*Exercise brief*.
Format the records below as a Markdown table with the columns Row and Line, numbering each line and leaving out blank lines. Begin at the line that contains "Can you tell me where the rower in boat" and stop after the line that contains "[10,186,90,213]", including both.
---- Working data
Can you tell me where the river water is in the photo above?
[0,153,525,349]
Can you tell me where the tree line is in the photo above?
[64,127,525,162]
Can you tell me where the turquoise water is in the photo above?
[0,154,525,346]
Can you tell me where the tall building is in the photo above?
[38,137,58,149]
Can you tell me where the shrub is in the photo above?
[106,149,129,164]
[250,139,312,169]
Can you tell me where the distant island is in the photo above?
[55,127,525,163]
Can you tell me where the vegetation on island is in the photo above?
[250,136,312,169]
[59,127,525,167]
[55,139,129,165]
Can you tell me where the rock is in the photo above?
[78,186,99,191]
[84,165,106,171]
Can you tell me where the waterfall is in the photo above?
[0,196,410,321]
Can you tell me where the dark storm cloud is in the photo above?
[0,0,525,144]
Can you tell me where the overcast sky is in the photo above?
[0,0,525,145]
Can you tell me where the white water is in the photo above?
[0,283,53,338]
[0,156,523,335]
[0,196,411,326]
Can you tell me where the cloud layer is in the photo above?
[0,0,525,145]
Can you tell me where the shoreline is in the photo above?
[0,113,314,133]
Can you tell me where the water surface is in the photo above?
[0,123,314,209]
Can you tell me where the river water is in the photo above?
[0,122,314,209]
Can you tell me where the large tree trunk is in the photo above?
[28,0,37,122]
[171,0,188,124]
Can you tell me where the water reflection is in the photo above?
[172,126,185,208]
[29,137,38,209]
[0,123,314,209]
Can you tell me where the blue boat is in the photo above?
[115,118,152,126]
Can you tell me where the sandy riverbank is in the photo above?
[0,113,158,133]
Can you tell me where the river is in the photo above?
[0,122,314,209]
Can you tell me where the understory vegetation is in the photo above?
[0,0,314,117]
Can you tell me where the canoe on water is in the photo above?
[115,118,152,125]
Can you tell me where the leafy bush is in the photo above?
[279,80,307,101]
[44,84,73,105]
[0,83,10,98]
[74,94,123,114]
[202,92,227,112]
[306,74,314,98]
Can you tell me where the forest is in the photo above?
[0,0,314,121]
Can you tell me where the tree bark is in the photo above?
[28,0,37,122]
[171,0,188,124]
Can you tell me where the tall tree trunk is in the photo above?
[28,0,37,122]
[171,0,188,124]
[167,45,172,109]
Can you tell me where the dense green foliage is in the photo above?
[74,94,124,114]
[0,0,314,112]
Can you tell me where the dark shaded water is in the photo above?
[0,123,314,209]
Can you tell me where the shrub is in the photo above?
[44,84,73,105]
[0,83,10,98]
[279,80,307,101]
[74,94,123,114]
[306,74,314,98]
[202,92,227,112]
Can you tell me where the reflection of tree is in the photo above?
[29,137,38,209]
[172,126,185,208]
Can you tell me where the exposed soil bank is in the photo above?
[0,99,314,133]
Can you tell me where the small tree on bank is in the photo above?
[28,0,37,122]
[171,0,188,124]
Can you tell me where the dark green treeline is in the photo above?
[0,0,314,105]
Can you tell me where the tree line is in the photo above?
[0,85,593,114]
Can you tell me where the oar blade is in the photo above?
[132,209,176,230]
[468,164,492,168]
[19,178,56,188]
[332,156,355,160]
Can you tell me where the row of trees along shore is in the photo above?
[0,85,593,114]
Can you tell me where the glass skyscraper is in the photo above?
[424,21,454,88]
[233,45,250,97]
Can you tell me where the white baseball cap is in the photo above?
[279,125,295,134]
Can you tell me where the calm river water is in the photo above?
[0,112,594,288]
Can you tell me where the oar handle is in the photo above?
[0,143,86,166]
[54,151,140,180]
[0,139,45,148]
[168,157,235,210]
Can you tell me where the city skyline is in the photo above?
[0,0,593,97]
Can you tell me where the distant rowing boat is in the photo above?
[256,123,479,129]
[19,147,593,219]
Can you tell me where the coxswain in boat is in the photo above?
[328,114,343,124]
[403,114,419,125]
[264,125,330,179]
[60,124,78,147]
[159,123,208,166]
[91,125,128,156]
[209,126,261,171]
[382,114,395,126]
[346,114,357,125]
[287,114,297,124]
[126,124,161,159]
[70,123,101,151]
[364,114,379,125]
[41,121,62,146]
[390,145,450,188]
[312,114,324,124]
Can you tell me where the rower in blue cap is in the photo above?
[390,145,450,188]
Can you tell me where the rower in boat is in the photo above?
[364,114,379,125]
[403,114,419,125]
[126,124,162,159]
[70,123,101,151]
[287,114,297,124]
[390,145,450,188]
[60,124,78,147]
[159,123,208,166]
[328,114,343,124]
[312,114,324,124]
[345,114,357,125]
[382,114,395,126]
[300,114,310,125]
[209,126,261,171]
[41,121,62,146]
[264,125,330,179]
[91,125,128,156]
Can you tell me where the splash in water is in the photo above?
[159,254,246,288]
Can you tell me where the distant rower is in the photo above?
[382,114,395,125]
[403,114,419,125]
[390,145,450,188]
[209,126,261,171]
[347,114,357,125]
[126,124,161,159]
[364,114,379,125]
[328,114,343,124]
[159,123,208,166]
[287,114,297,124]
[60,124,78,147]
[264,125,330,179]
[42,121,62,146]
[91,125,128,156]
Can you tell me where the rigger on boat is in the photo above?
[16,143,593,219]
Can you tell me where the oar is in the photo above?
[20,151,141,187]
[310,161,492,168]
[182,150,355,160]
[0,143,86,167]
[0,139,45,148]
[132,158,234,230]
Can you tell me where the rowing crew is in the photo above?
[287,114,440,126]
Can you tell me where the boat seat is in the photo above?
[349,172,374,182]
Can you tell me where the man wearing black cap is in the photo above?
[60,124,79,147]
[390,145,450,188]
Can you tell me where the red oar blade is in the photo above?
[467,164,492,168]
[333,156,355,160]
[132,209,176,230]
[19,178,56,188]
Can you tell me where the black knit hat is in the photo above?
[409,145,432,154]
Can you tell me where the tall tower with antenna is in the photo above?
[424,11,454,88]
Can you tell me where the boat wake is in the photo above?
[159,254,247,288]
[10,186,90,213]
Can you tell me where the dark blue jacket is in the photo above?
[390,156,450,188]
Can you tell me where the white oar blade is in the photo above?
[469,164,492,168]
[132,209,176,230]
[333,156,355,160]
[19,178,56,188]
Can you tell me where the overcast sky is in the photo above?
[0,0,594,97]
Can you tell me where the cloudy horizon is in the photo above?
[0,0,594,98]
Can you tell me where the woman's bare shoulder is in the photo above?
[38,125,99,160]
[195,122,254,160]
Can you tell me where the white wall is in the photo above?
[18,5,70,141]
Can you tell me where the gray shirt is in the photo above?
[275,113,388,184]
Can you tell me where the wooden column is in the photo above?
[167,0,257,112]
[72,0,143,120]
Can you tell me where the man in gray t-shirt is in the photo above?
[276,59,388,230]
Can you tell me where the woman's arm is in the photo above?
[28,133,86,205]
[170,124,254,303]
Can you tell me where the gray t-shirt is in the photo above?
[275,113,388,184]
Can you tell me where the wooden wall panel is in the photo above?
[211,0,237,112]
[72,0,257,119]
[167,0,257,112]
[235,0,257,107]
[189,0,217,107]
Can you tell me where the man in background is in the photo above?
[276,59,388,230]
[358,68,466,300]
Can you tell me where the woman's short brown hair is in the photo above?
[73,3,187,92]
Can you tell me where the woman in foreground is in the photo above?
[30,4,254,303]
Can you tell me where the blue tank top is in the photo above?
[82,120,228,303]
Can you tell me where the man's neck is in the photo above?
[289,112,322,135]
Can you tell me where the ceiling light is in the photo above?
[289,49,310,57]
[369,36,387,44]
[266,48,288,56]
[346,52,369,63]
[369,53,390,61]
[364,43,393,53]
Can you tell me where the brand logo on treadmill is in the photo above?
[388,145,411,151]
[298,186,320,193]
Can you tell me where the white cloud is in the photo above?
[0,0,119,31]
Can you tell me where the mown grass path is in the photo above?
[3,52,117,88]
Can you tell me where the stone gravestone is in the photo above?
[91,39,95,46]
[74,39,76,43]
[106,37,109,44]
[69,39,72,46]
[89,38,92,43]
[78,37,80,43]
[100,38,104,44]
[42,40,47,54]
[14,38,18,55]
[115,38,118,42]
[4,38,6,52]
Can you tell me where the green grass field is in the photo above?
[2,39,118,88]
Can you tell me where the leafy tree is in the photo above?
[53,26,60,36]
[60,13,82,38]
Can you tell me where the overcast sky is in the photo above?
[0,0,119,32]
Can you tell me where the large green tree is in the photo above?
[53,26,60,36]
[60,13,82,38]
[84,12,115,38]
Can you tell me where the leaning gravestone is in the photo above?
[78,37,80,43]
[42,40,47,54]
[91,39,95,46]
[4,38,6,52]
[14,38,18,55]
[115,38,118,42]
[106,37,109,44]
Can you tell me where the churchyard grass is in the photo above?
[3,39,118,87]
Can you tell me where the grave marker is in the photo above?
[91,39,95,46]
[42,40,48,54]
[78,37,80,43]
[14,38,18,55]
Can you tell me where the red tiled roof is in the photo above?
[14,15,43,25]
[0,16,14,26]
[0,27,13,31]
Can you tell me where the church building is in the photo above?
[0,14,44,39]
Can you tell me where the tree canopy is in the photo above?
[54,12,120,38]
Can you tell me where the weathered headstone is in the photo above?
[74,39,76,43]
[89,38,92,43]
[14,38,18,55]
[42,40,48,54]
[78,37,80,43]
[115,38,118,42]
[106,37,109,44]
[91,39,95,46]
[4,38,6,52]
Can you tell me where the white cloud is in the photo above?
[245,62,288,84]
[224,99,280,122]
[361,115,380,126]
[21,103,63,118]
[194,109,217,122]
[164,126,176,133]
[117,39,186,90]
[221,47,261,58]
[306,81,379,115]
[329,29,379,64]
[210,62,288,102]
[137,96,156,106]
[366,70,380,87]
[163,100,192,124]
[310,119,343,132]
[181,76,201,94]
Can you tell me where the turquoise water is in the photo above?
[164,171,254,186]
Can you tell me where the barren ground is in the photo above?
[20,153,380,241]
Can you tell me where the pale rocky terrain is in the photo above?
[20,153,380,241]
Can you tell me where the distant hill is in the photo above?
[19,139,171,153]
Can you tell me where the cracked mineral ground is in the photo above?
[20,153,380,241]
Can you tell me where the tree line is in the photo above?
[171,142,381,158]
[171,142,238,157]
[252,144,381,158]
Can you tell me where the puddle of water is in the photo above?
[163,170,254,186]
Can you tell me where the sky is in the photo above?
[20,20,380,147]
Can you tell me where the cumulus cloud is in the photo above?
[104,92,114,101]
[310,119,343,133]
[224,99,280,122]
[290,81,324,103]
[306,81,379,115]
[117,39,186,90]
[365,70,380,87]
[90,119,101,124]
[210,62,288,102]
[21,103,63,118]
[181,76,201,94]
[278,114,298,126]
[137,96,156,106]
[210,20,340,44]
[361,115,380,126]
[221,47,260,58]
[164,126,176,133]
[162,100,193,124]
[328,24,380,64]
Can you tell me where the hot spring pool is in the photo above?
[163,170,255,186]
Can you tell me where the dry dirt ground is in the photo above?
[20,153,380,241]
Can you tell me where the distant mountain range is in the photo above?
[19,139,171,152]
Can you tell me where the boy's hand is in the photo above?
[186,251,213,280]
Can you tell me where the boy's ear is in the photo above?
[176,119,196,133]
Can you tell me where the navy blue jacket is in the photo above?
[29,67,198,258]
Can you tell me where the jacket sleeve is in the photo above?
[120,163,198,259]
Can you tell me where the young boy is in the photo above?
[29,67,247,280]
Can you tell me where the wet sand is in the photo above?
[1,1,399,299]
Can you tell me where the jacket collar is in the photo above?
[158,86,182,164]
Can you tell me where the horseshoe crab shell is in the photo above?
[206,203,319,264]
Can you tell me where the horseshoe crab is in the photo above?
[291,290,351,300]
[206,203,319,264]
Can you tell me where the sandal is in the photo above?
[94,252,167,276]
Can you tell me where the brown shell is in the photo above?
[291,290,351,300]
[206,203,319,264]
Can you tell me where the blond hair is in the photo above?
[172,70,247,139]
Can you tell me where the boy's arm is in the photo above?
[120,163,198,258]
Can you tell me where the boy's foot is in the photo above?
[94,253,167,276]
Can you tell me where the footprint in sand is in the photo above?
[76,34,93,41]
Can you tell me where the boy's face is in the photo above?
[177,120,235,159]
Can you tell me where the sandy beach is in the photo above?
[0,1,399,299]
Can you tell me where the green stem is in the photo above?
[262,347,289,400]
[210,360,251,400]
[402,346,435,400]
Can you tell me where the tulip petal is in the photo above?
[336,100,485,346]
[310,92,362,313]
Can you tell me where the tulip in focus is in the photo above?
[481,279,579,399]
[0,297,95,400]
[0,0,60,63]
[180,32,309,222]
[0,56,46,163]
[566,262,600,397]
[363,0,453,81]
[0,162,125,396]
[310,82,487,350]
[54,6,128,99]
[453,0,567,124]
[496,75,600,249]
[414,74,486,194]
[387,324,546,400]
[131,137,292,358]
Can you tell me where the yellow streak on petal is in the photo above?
--------
*Reply*.
| Row | Line |
|---|---|
| 1 | Can you tell me where the rower in boat is in the photo above? |
| 2 | [364,114,379,125] |
| 3 | [403,114,419,125] |
| 4 | [126,124,162,159] |
| 5 | [70,123,101,151] |
| 6 | [287,114,297,124] |
| 7 | [390,145,450,188] |
| 8 | [60,124,78,147] |
| 9 | [159,123,208,166] |
| 10 | [328,114,343,124] |
| 11 | [312,114,324,124] |
| 12 | [345,114,357,125] |
| 13 | [382,114,395,126] |
| 14 | [300,114,310,125] |
| 15 | [209,126,261,171] |
| 16 | [41,121,62,146] |
| 17 | [264,125,330,179] |
| 18 | [91,125,128,156] |
| 19 | Can you tell me where the splash in water is in the photo above? |
| 20 | [159,254,246,288] |
| 21 | Can you tell me where the distant rower is in the photo above? |
| 22 | [382,114,395,125] |
| 23 | [403,114,419,125] |
| 24 | [390,145,450,188] |
| 25 | [209,126,261,171] |
| 26 | [347,114,357,125] |
| 27 | [126,124,161,159] |
| 28 | [364,114,379,125] |
| 29 | [328,114,343,124] |
| 30 | [159,123,208,166] |
| 31 | [287,114,297,124] |
| 32 | [60,124,78,147] |
| 33 | [264,125,330,179] |
| 34 | [42,121,62,146] |
| 35 | [91,125,128,156] |
| 36 | Can you tell me where the rigger on boat is in the photo above? |
| 37 | [16,143,593,219] |
| 38 | Can you tell me where the oar is in the photo above? |
| 39 | [20,151,141,187] |
| 40 | [310,161,492,168] |
| 41 | [182,150,355,160] |
| 42 | [0,143,86,167] |
| 43 | [0,139,45,148] |
| 44 | [132,158,234,230] |
| 45 | Can you tell me where the rowing crew is in the photo above? |
| 46 | [287,114,440,126] |
| 47 | Can you tell me where the boat seat is in the photo above? |
| 48 | [349,172,374,182] |
| 49 | Can you tell me where the man wearing black cap is in the photo above? |
| 50 | [60,124,79,147] |
| 51 | [390,145,450,188] |
| 52 | Can you tell me where the red oar blade is in the photo above? |
| 53 | [467,164,492,168] |
| 54 | [333,156,355,160] |
| 55 | [132,209,176,230] |
| 56 | [19,178,56,188] |
| 57 | Can you tell me where the black knit hat is in the photo above? |
| 58 | [409,145,432,154] |
| 59 | Can you tell me where the tall tower with antenna is in the photo above? |
| 60 | [424,11,454,88] |
| 61 | Can you tell me where the boat wake is in the photo above? |
| 62 | [159,254,247,288] |
| 63 | [10,186,90,213] |